(Records for the task)

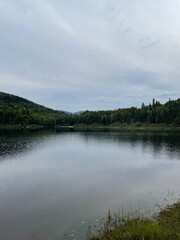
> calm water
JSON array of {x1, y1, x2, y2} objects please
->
[{"x1": 0, "y1": 129, "x2": 180, "y2": 240}]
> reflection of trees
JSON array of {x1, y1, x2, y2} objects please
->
[
  {"x1": 78, "y1": 132, "x2": 180, "y2": 160},
  {"x1": 0, "y1": 129, "x2": 179, "y2": 161},
  {"x1": 0, "y1": 128, "x2": 75, "y2": 160},
  {"x1": 0, "y1": 129, "x2": 59, "y2": 159}
]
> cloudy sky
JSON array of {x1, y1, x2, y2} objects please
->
[{"x1": 0, "y1": 0, "x2": 180, "y2": 111}]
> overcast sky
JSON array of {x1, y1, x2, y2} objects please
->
[{"x1": 0, "y1": 0, "x2": 180, "y2": 111}]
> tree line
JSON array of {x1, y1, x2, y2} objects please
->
[
  {"x1": 71, "y1": 98, "x2": 180, "y2": 126},
  {"x1": 0, "y1": 92, "x2": 179, "y2": 127}
]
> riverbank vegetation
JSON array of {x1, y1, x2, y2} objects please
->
[
  {"x1": 88, "y1": 202, "x2": 180, "y2": 240},
  {"x1": 0, "y1": 92, "x2": 180, "y2": 129}
]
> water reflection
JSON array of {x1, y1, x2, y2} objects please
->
[
  {"x1": 78, "y1": 132, "x2": 180, "y2": 160},
  {"x1": 0, "y1": 130, "x2": 179, "y2": 240},
  {"x1": 0, "y1": 129, "x2": 56, "y2": 160},
  {"x1": 0, "y1": 130, "x2": 180, "y2": 161}
]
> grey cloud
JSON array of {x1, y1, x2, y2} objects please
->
[
  {"x1": 123, "y1": 27, "x2": 132, "y2": 34},
  {"x1": 142, "y1": 39, "x2": 160, "y2": 49},
  {"x1": 0, "y1": 0, "x2": 180, "y2": 111},
  {"x1": 155, "y1": 91, "x2": 180, "y2": 98}
]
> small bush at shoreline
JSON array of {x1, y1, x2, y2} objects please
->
[{"x1": 88, "y1": 202, "x2": 180, "y2": 240}]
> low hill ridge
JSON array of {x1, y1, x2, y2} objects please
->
[{"x1": 0, "y1": 92, "x2": 179, "y2": 128}]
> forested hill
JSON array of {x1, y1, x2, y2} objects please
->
[
  {"x1": 78, "y1": 99, "x2": 180, "y2": 125},
  {"x1": 0, "y1": 92, "x2": 180, "y2": 127},
  {"x1": 75, "y1": 98, "x2": 180, "y2": 126},
  {"x1": 0, "y1": 92, "x2": 66, "y2": 126}
]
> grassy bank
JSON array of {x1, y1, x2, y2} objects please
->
[
  {"x1": 89, "y1": 202, "x2": 180, "y2": 240},
  {"x1": 0, "y1": 123, "x2": 180, "y2": 132},
  {"x1": 73, "y1": 123, "x2": 180, "y2": 132}
]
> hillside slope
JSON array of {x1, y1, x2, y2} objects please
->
[{"x1": 0, "y1": 92, "x2": 66, "y2": 126}]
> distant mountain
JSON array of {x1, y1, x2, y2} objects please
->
[
  {"x1": 61, "y1": 111, "x2": 84, "y2": 115},
  {"x1": 62, "y1": 111, "x2": 73, "y2": 115},
  {"x1": 73, "y1": 111, "x2": 84, "y2": 115}
]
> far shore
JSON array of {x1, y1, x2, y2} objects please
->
[
  {"x1": 0, "y1": 123, "x2": 180, "y2": 132},
  {"x1": 71, "y1": 123, "x2": 180, "y2": 132}
]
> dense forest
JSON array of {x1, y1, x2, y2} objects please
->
[
  {"x1": 0, "y1": 92, "x2": 180, "y2": 127},
  {"x1": 0, "y1": 92, "x2": 66, "y2": 126}
]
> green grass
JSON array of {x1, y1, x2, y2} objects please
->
[
  {"x1": 157, "y1": 202, "x2": 180, "y2": 236},
  {"x1": 1, "y1": 123, "x2": 180, "y2": 132},
  {"x1": 72, "y1": 123, "x2": 180, "y2": 132},
  {"x1": 89, "y1": 202, "x2": 180, "y2": 240}
]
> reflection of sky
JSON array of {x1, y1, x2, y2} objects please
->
[{"x1": 0, "y1": 132, "x2": 179, "y2": 239}]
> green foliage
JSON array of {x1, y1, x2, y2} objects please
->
[
  {"x1": 89, "y1": 202, "x2": 180, "y2": 240},
  {"x1": 91, "y1": 219, "x2": 176, "y2": 240},
  {"x1": 114, "y1": 219, "x2": 174, "y2": 240},
  {"x1": 73, "y1": 98, "x2": 180, "y2": 126},
  {"x1": 157, "y1": 202, "x2": 180, "y2": 236},
  {"x1": 0, "y1": 92, "x2": 67, "y2": 127},
  {"x1": 0, "y1": 92, "x2": 179, "y2": 127}
]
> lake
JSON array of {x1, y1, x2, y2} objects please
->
[{"x1": 0, "y1": 129, "x2": 180, "y2": 240}]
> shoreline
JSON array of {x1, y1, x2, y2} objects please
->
[
  {"x1": 0, "y1": 123, "x2": 180, "y2": 132},
  {"x1": 89, "y1": 202, "x2": 180, "y2": 240},
  {"x1": 72, "y1": 123, "x2": 180, "y2": 132}
]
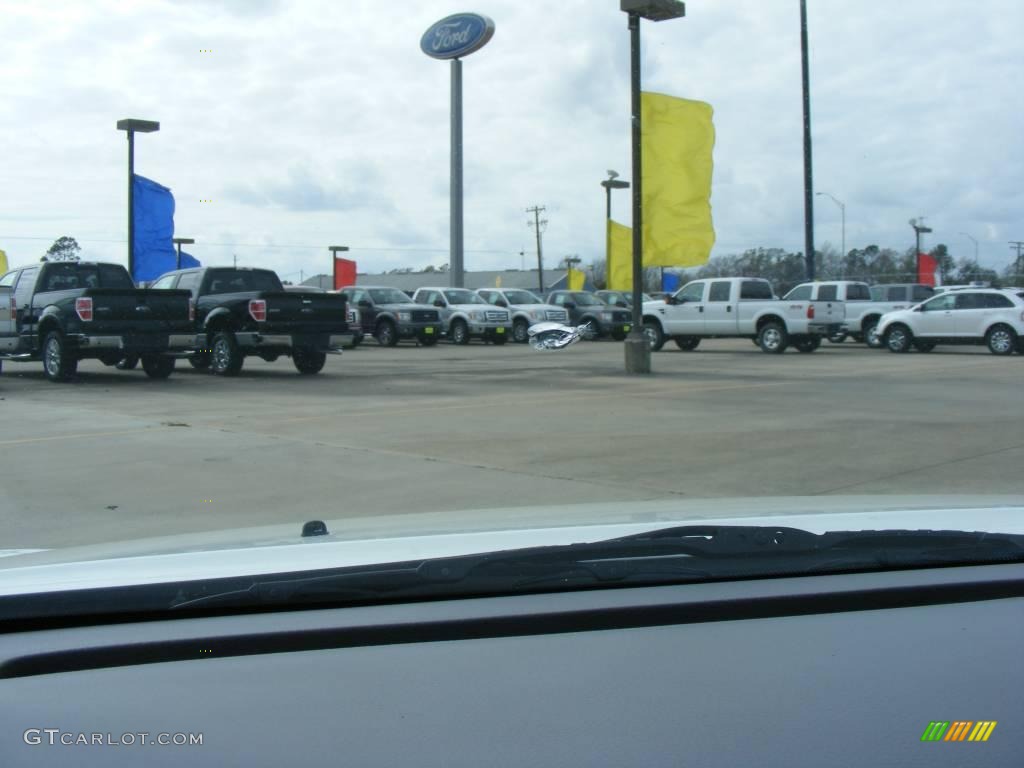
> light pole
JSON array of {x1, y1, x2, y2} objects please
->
[
  {"x1": 527, "y1": 206, "x2": 548, "y2": 294},
  {"x1": 910, "y1": 218, "x2": 933, "y2": 279},
  {"x1": 799, "y1": 0, "x2": 815, "y2": 281},
  {"x1": 620, "y1": 0, "x2": 686, "y2": 375},
  {"x1": 959, "y1": 232, "x2": 978, "y2": 262},
  {"x1": 172, "y1": 237, "x2": 194, "y2": 270},
  {"x1": 816, "y1": 192, "x2": 845, "y2": 272},
  {"x1": 601, "y1": 170, "x2": 630, "y2": 288},
  {"x1": 116, "y1": 118, "x2": 160, "y2": 281}
]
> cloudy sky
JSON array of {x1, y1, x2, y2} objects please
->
[{"x1": 2, "y1": 0, "x2": 1021, "y2": 280}]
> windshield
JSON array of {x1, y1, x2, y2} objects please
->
[
  {"x1": 1, "y1": 0, "x2": 1021, "y2": 625},
  {"x1": 368, "y1": 288, "x2": 413, "y2": 304},
  {"x1": 502, "y1": 290, "x2": 542, "y2": 304},
  {"x1": 443, "y1": 289, "x2": 486, "y2": 304}
]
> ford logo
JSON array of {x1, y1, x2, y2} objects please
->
[{"x1": 420, "y1": 13, "x2": 495, "y2": 60}]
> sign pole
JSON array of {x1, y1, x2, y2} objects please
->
[{"x1": 451, "y1": 58, "x2": 464, "y2": 288}]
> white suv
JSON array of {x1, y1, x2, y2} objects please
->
[{"x1": 876, "y1": 288, "x2": 1024, "y2": 355}]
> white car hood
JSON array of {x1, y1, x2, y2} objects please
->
[{"x1": 0, "y1": 495, "x2": 1021, "y2": 596}]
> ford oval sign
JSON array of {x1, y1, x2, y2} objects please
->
[{"x1": 420, "y1": 13, "x2": 495, "y2": 60}]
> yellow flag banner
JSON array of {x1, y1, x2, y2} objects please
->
[
  {"x1": 608, "y1": 220, "x2": 633, "y2": 291},
  {"x1": 641, "y1": 92, "x2": 715, "y2": 267},
  {"x1": 567, "y1": 267, "x2": 585, "y2": 291},
  {"x1": 0, "y1": 249, "x2": 7, "y2": 274}
]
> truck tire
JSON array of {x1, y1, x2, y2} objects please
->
[
  {"x1": 292, "y1": 347, "x2": 326, "y2": 374},
  {"x1": 512, "y1": 319, "x2": 530, "y2": 344},
  {"x1": 794, "y1": 337, "x2": 821, "y2": 353},
  {"x1": 210, "y1": 331, "x2": 244, "y2": 376},
  {"x1": 376, "y1": 320, "x2": 399, "y2": 347},
  {"x1": 450, "y1": 319, "x2": 470, "y2": 345},
  {"x1": 42, "y1": 330, "x2": 78, "y2": 382},
  {"x1": 141, "y1": 354, "x2": 176, "y2": 379},
  {"x1": 986, "y1": 324, "x2": 1016, "y2": 356},
  {"x1": 863, "y1": 318, "x2": 882, "y2": 348},
  {"x1": 642, "y1": 320, "x2": 665, "y2": 351},
  {"x1": 115, "y1": 354, "x2": 139, "y2": 370},
  {"x1": 674, "y1": 337, "x2": 700, "y2": 351},
  {"x1": 758, "y1": 322, "x2": 789, "y2": 354},
  {"x1": 827, "y1": 332, "x2": 847, "y2": 344},
  {"x1": 884, "y1": 324, "x2": 913, "y2": 353},
  {"x1": 189, "y1": 353, "x2": 211, "y2": 371}
]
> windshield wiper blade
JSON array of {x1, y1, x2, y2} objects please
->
[{"x1": 169, "y1": 526, "x2": 1024, "y2": 611}]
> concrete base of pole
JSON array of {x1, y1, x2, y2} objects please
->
[{"x1": 623, "y1": 336, "x2": 651, "y2": 374}]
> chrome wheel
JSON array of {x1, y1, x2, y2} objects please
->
[
  {"x1": 44, "y1": 336, "x2": 61, "y2": 378},
  {"x1": 761, "y1": 328, "x2": 782, "y2": 351},
  {"x1": 885, "y1": 326, "x2": 911, "y2": 353},
  {"x1": 987, "y1": 326, "x2": 1015, "y2": 355}
]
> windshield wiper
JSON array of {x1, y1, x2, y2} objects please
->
[{"x1": 169, "y1": 526, "x2": 1024, "y2": 611}]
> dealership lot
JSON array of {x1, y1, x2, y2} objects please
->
[{"x1": 2, "y1": 339, "x2": 1021, "y2": 548}]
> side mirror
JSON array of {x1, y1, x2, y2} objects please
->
[
  {"x1": 913, "y1": 305, "x2": 923, "y2": 312},
  {"x1": 563, "y1": 301, "x2": 576, "y2": 309},
  {"x1": 358, "y1": 299, "x2": 372, "y2": 308},
  {"x1": 496, "y1": 299, "x2": 508, "y2": 308},
  {"x1": 433, "y1": 299, "x2": 446, "y2": 308}
]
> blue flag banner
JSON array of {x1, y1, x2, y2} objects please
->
[
  {"x1": 662, "y1": 271, "x2": 682, "y2": 293},
  {"x1": 132, "y1": 174, "x2": 177, "y2": 283},
  {"x1": 178, "y1": 250, "x2": 201, "y2": 269}
]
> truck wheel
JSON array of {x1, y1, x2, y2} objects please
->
[
  {"x1": 210, "y1": 331, "x2": 244, "y2": 376},
  {"x1": 884, "y1": 324, "x2": 913, "y2": 353},
  {"x1": 42, "y1": 331, "x2": 78, "y2": 382},
  {"x1": 827, "y1": 332, "x2": 847, "y2": 344},
  {"x1": 986, "y1": 324, "x2": 1017, "y2": 356},
  {"x1": 758, "y1": 322, "x2": 789, "y2": 354},
  {"x1": 863, "y1": 318, "x2": 882, "y2": 348},
  {"x1": 642, "y1": 320, "x2": 665, "y2": 351},
  {"x1": 115, "y1": 354, "x2": 139, "y2": 370},
  {"x1": 293, "y1": 347, "x2": 327, "y2": 374},
  {"x1": 580, "y1": 317, "x2": 600, "y2": 340},
  {"x1": 376, "y1": 320, "x2": 399, "y2": 347},
  {"x1": 512, "y1": 319, "x2": 530, "y2": 344},
  {"x1": 189, "y1": 353, "x2": 211, "y2": 370},
  {"x1": 674, "y1": 337, "x2": 700, "y2": 351},
  {"x1": 794, "y1": 337, "x2": 821, "y2": 353},
  {"x1": 141, "y1": 355, "x2": 175, "y2": 379},
  {"x1": 450, "y1": 319, "x2": 470, "y2": 345}
]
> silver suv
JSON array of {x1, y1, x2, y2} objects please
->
[
  {"x1": 412, "y1": 287, "x2": 512, "y2": 345},
  {"x1": 476, "y1": 288, "x2": 568, "y2": 344}
]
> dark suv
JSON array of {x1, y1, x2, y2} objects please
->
[
  {"x1": 546, "y1": 290, "x2": 632, "y2": 340},
  {"x1": 341, "y1": 286, "x2": 443, "y2": 346}
]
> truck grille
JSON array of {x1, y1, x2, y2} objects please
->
[
  {"x1": 411, "y1": 309, "x2": 438, "y2": 322},
  {"x1": 485, "y1": 310, "x2": 509, "y2": 323},
  {"x1": 545, "y1": 310, "x2": 569, "y2": 322}
]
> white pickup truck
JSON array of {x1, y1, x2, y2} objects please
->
[
  {"x1": 0, "y1": 286, "x2": 17, "y2": 372},
  {"x1": 783, "y1": 281, "x2": 935, "y2": 347},
  {"x1": 642, "y1": 277, "x2": 844, "y2": 353}
]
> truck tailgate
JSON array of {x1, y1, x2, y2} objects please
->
[
  {"x1": 78, "y1": 289, "x2": 193, "y2": 334},
  {"x1": 259, "y1": 291, "x2": 349, "y2": 333}
]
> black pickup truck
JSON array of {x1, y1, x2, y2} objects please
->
[
  {"x1": 0, "y1": 261, "x2": 194, "y2": 382},
  {"x1": 149, "y1": 267, "x2": 349, "y2": 375}
]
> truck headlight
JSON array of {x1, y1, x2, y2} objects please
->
[
  {"x1": 601, "y1": 311, "x2": 615, "y2": 320},
  {"x1": 470, "y1": 311, "x2": 484, "y2": 321},
  {"x1": 398, "y1": 311, "x2": 411, "y2": 322},
  {"x1": 528, "y1": 310, "x2": 542, "y2": 320}
]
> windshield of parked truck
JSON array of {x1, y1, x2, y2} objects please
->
[
  {"x1": 503, "y1": 290, "x2": 542, "y2": 304},
  {"x1": 368, "y1": 288, "x2": 414, "y2": 305}
]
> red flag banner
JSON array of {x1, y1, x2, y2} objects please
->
[
  {"x1": 333, "y1": 257, "x2": 356, "y2": 290},
  {"x1": 918, "y1": 253, "x2": 938, "y2": 286}
]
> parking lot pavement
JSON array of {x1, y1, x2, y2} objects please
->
[{"x1": 2, "y1": 339, "x2": 1022, "y2": 548}]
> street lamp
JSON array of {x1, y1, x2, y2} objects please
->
[
  {"x1": 816, "y1": 191, "x2": 845, "y2": 271},
  {"x1": 959, "y1": 232, "x2": 978, "y2": 262},
  {"x1": 620, "y1": 0, "x2": 686, "y2": 375},
  {"x1": 601, "y1": 170, "x2": 630, "y2": 290},
  {"x1": 910, "y1": 218, "x2": 933, "y2": 279},
  {"x1": 172, "y1": 237, "x2": 194, "y2": 270},
  {"x1": 116, "y1": 118, "x2": 160, "y2": 282}
]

(Exercise prompt) Go through the material and copy each line that contains "banner".

(Answer to this exercise)
> yellow flag banner
> blue flag banner
> red flag banner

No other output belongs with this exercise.